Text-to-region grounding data

──────────

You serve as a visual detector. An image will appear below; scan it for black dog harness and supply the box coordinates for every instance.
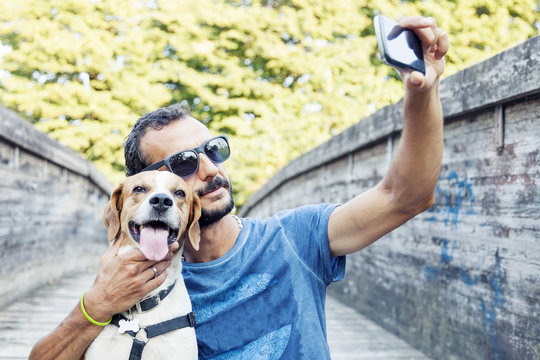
[110,281,197,360]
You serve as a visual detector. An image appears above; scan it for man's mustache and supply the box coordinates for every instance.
[196,176,230,197]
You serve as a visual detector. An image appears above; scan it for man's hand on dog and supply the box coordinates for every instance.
[82,236,180,323]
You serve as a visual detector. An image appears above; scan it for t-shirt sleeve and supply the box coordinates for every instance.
[274,203,346,285]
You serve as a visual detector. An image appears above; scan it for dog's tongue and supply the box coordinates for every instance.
[139,226,169,261]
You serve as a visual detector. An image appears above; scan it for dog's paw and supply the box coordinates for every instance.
[118,319,140,334]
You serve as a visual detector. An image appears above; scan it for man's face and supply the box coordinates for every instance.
[139,117,234,227]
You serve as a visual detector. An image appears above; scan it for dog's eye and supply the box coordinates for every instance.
[133,186,146,193]
[173,189,185,198]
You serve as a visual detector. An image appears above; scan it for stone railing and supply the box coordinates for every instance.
[0,106,112,309]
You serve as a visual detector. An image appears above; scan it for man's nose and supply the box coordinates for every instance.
[196,153,219,180]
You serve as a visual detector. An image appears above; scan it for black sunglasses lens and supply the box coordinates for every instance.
[204,137,230,163]
[169,151,198,178]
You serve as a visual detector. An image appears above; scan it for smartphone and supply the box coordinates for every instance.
[374,15,425,75]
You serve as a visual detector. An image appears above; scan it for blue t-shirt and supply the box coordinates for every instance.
[182,204,346,359]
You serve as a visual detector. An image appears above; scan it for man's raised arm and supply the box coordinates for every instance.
[328,16,449,256]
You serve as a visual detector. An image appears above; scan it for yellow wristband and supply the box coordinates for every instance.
[80,291,112,326]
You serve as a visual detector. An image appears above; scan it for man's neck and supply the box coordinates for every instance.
[183,214,241,263]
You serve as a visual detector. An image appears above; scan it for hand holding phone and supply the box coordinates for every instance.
[374,15,425,75]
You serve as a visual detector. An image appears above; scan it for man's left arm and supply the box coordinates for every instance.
[328,16,449,256]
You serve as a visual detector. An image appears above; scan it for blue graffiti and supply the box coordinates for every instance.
[423,238,455,280]
[424,166,505,358]
[424,168,471,280]
[481,300,497,357]
[426,246,505,358]
[425,167,476,227]
[459,268,481,286]
[480,252,505,360]
[424,168,474,281]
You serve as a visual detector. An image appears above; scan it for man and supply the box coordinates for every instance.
[30,15,448,359]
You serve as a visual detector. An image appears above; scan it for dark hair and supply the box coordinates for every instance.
[124,103,191,176]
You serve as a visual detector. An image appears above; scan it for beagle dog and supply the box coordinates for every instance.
[84,171,200,360]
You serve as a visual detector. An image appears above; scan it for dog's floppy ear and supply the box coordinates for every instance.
[187,193,201,251]
[102,181,125,243]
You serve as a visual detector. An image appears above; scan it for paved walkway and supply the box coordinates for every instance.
[0,272,430,359]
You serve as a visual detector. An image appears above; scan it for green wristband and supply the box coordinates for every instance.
[80,291,112,326]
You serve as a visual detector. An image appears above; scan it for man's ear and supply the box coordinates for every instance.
[187,194,201,251]
[102,182,125,243]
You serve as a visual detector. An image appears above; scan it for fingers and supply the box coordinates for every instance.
[407,71,426,89]
[397,16,438,50]
[145,245,177,279]
[119,247,150,262]
[123,262,170,305]
[146,260,171,281]
[142,268,168,294]
[396,16,448,59]
[434,27,449,60]
[169,240,180,254]
[116,241,177,279]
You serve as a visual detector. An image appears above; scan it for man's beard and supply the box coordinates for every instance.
[197,176,235,228]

──────────

■ **WHAT IS REQUIRED**
Could you retype every line above exactly as it appears, skipping the pictures?

■ **RESULT OF THE EXERCISE**
You serve as a visual detector. An image will appear below; scan it for black dog harness and supply the box coordinates for every instance.
[110,281,197,360]
You serve as a visual detector. An image appears above; scan it for man's mustache and supply the box coordinates for every instance.
[196,176,230,197]
You serve as a visual detector. An image appears above; scan it for man's hand on dog and supply the box coordinates for every instance.
[82,236,180,323]
You serve as a visual detector. An image appears above; scan it for t-shirt sleeve and supply the box coordinates for every instance.
[274,203,346,285]
You serve as a visual detector. An image appears above; scan it for dog's tongue and supply the box coordinates for every instance.
[139,226,169,261]
You serve as a visual detector. An image appears above; scan it for dog's paw and supply the box coordinates for every instance.
[118,319,140,334]
You serve as a visual detector. An image appears above; scan it for man's face and supply the box coordinates for every instance.
[139,117,234,227]
You serve as a visual detector. An image appears above; scan it for dog's eye and supply the box coordinates for every instance.
[133,186,146,193]
[173,189,185,198]
You serve as a visual detector. An image appears above; scan it for stone railing and supply the box coordinates for every instance.
[0,106,112,309]
You serve as a visual detector. An image appears above; scan it for man's nose and supply the box coordinates for every instance.
[196,153,219,180]
You serve as a visual detector. An image appears above; scan it for black sunglasses lens and supply the box coordinates for every instance.
[204,137,230,163]
[169,151,198,178]
You serve as a visual detector. An image appears above; scan it for smartphone and supply the box coordinates for every instance.
[374,15,425,75]
You serve as a visual detector. An image appears above; scan it for blue t-shirt and supply the box coordinates for every instance.
[182,204,346,359]
You serve as a visual detector. An image appears above; scan it for man's raised arm and supply the box coordinates for every instance.
[328,16,449,256]
You serve as a visual detector. An image appears above; scan it for yellow wristband and supply the box coordinates for every instance.
[80,291,112,326]
You serve as a visual detector. An image appears above; scan it for man's neck and supply the box coordinates for every instance.
[183,214,241,263]
You serve as a visual detector. An image appears above; scan it for hand holding phone and supply the box coordinates for every instance.
[374,15,425,75]
You serve as a visual detector. An image appears above; scan it for man's left arm and supply the box coordinates for every instance.
[328,16,449,256]
You serve as a visual detector. An image appears above; scan it for blue graffiti and supply the box coordinates for every instance.
[423,238,455,280]
[424,166,505,358]
[424,168,471,280]
[481,300,497,357]
[426,246,505,358]
[425,167,476,227]
[459,268,481,286]
[480,252,505,360]
[424,168,474,281]
You serve as a visual detector. An image appears above; scan it for man and supply the box coordinates for every instance.
[30,15,448,359]
You serve as a visual detector. An image appears above; scan it for dark hair and supply the box coordinates for every instance.
[124,103,191,176]
You serve as a visual detector. An image appears above; scan it for beagle dog and supply the box coordinates for every instance.
[84,171,200,360]
You serve as a visual detector. An image appears above; scan it for dog's floppy ear and supply the box coordinates for every instance.
[187,193,201,251]
[102,181,125,243]
You serve as a visual detector. An image appears above; scan it for paved walkway and supply the box coordinates for every instance.
[0,272,430,359]
You serve as a visual detector. An image appears above; scan it for green wristband and supply the box coordinates for every instance.
[80,291,112,326]
You serve as a visual detector. An image appears above; scan it for man's ear and supply the box coordinates for every instance.
[187,194,201,251]
[102,182,125,243]
You serve as a visual detector. An image appears above; scan it for fingers and supply the box coordinates for every instance.
[407,71,426,89]
[397,16,438,50]
[145,245,177,279]
[119,247,150,262]
[123,262,170,305]
[146,260,171,281]
[142,268,168,294]
[396,16,448,59]
[434,27,449,60]
[169,240,180,254]
[116,241,177,279]
You serve as a visual detector. An image appears above; scan it for man's beard and supply the box coordinates for every instance.
[197,176,235,228]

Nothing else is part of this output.